## OBJECTIVE
Copy the rows below word for word, from the line containing "For the benchmark, mark every instance of the textured" through the line containing "[[78, 266], [583, 304], [241, 54]]", both included.

-- BEGIN RECORDS TO PROCESS --

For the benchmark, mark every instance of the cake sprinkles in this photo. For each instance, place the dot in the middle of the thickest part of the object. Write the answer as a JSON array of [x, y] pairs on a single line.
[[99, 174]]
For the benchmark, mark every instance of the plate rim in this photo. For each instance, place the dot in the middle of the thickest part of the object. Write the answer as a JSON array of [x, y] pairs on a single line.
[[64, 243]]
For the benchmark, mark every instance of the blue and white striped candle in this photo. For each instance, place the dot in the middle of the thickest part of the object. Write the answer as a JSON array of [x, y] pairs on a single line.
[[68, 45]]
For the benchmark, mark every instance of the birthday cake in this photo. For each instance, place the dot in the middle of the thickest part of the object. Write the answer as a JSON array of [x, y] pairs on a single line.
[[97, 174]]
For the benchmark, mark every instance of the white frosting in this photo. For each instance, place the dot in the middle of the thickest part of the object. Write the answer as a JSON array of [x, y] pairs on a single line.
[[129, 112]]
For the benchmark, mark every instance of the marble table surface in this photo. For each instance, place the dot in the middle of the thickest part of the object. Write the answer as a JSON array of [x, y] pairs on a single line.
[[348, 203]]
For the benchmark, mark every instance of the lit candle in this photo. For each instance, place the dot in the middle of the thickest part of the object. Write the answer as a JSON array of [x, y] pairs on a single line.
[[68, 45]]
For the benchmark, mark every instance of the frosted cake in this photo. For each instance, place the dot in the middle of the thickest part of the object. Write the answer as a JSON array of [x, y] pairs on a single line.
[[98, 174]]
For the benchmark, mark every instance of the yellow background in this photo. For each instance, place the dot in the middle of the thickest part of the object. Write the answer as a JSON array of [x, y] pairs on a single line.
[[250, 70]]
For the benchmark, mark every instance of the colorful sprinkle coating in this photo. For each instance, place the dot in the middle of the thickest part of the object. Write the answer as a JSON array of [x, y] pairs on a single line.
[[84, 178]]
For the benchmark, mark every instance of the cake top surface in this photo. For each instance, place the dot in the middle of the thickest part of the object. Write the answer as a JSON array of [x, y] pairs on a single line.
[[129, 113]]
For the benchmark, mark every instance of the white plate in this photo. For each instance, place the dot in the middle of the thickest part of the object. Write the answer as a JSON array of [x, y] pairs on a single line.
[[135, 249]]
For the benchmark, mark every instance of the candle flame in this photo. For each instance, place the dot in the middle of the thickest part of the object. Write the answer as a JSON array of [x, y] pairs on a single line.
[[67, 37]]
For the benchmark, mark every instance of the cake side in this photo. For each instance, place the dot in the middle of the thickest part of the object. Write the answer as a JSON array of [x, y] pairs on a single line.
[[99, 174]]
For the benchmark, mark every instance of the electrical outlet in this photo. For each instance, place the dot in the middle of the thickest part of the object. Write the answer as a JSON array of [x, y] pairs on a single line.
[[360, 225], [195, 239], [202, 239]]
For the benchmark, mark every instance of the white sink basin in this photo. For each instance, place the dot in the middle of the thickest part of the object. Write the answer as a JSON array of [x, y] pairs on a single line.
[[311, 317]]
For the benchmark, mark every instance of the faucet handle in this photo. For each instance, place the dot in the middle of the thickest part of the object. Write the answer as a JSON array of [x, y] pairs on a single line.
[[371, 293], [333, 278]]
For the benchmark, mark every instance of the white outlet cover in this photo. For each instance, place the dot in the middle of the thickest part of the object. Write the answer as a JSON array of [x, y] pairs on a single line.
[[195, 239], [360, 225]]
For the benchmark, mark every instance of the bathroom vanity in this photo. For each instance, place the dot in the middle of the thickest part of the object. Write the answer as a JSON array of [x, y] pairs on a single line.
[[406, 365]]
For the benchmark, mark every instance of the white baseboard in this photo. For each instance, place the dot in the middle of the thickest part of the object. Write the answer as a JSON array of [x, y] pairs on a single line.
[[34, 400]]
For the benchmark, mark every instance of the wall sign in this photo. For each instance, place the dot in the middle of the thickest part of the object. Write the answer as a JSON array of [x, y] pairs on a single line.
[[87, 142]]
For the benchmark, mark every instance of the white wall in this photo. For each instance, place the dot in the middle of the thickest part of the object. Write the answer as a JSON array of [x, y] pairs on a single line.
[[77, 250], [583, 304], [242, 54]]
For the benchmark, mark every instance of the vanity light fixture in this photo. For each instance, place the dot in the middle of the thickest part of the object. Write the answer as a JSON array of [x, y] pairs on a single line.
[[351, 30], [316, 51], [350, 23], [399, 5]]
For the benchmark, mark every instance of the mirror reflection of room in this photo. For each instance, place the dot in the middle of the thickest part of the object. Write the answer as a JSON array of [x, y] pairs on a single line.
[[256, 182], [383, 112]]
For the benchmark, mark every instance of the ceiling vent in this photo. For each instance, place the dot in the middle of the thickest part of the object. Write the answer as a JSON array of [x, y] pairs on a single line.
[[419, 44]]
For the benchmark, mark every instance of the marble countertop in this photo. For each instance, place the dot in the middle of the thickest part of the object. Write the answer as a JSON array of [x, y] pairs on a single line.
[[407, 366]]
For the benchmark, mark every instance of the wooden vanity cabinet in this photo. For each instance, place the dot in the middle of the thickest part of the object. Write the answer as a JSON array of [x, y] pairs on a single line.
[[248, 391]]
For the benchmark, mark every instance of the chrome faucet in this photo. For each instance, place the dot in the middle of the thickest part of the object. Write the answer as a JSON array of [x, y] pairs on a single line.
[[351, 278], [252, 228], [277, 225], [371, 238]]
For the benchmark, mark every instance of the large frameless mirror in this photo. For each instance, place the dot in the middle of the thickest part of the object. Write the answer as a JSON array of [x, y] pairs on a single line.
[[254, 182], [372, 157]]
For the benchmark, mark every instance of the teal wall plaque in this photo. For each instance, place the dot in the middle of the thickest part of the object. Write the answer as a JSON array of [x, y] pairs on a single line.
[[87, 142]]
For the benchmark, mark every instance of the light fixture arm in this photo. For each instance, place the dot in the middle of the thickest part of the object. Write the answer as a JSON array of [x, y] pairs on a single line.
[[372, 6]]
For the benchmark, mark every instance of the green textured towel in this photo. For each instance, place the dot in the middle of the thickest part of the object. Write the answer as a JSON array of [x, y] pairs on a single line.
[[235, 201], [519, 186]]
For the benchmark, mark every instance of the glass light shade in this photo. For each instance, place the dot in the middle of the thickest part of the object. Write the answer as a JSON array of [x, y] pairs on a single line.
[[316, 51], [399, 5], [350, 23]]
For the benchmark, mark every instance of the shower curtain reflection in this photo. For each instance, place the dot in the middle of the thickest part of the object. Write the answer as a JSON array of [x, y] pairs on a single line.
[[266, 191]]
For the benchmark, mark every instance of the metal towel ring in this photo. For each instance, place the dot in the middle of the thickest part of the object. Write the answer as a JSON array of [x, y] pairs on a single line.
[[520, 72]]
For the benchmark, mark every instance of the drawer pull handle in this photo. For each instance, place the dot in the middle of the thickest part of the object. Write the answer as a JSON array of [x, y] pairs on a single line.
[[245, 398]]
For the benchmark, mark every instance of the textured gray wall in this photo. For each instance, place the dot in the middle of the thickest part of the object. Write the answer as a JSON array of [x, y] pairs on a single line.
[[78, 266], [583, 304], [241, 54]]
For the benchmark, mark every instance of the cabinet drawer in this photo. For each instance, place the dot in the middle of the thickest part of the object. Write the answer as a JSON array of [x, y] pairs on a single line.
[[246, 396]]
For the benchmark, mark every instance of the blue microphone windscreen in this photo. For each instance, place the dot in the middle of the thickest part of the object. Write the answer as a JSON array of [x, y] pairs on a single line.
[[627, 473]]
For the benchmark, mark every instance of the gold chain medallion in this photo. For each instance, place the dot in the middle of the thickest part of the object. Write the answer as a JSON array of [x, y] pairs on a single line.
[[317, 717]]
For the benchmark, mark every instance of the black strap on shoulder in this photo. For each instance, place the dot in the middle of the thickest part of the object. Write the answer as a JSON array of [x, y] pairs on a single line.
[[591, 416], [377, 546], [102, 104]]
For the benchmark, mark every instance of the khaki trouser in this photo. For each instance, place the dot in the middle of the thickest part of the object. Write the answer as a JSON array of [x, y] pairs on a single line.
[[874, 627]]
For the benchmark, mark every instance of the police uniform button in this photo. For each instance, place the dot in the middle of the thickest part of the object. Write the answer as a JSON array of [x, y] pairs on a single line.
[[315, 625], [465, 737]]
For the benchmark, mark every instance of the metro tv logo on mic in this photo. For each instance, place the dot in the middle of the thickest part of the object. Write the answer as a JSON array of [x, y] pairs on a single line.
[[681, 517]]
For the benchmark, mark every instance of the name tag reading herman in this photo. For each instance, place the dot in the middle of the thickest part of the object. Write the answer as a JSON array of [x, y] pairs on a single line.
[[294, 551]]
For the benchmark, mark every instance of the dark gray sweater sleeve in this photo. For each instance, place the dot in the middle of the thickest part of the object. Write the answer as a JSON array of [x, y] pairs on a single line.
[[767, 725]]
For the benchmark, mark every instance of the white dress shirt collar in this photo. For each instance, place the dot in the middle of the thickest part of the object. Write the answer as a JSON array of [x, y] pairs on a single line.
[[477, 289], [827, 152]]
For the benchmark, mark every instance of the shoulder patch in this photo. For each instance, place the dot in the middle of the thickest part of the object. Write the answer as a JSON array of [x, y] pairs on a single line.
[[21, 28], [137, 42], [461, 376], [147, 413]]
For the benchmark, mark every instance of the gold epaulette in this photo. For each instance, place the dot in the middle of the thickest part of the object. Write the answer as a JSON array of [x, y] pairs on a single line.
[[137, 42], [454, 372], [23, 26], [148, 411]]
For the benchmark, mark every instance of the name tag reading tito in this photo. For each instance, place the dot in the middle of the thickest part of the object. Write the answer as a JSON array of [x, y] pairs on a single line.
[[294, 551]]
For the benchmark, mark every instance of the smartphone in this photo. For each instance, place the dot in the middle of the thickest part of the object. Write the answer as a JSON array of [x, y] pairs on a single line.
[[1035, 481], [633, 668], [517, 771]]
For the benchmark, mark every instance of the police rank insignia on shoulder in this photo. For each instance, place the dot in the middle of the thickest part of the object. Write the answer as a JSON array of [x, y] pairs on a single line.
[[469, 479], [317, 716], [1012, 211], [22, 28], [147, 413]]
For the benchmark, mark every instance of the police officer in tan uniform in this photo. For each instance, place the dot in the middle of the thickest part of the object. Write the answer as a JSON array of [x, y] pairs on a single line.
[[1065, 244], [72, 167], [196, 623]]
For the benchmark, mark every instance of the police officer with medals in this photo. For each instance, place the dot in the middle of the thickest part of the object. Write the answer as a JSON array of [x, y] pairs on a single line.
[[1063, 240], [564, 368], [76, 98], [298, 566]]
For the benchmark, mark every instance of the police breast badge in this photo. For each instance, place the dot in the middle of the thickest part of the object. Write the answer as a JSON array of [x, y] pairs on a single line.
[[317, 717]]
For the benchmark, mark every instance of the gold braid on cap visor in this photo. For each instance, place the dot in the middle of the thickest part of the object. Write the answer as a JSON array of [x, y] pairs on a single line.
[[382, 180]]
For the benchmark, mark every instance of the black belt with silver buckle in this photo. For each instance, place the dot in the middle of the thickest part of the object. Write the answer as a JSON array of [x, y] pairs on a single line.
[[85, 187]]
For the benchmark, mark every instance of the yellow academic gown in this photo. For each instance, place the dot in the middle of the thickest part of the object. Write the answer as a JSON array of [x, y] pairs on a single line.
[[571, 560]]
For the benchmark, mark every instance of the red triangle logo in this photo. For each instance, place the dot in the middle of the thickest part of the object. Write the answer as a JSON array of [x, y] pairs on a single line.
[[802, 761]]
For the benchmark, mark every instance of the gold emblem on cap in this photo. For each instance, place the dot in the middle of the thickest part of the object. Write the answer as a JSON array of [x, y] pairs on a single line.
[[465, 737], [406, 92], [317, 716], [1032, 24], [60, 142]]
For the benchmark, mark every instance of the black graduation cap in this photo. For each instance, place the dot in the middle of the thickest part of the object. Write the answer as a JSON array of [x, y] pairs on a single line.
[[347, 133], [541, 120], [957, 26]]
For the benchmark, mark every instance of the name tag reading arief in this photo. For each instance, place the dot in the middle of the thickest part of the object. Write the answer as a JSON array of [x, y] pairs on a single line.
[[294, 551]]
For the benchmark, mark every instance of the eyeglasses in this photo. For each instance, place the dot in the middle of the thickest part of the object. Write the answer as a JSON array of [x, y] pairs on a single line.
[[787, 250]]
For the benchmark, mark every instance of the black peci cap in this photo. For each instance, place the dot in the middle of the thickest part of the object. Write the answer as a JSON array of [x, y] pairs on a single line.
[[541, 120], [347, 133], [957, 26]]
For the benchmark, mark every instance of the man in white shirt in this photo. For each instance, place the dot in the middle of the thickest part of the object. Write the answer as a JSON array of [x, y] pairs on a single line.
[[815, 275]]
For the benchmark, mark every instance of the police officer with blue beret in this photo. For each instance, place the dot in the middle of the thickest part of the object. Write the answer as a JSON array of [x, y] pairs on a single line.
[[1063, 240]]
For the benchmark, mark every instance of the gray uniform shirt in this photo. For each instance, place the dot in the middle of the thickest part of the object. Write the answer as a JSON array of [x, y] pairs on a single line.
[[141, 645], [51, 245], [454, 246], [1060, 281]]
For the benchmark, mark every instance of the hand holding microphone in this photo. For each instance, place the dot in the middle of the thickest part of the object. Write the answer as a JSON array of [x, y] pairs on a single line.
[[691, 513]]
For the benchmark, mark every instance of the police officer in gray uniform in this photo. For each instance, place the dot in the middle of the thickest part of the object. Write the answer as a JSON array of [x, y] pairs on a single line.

-- END RECORDS TO PROCESS --

## WRITTEN ANSWER
For the benchmark, mark every instance of the textured gray wall in this photo. For each instance, place the dot in the middle of the thickest part of the object. Write the answer as a JSON array of [x, y] pairs on a single line.
[[78, 266], [583, 304], [241, 54]]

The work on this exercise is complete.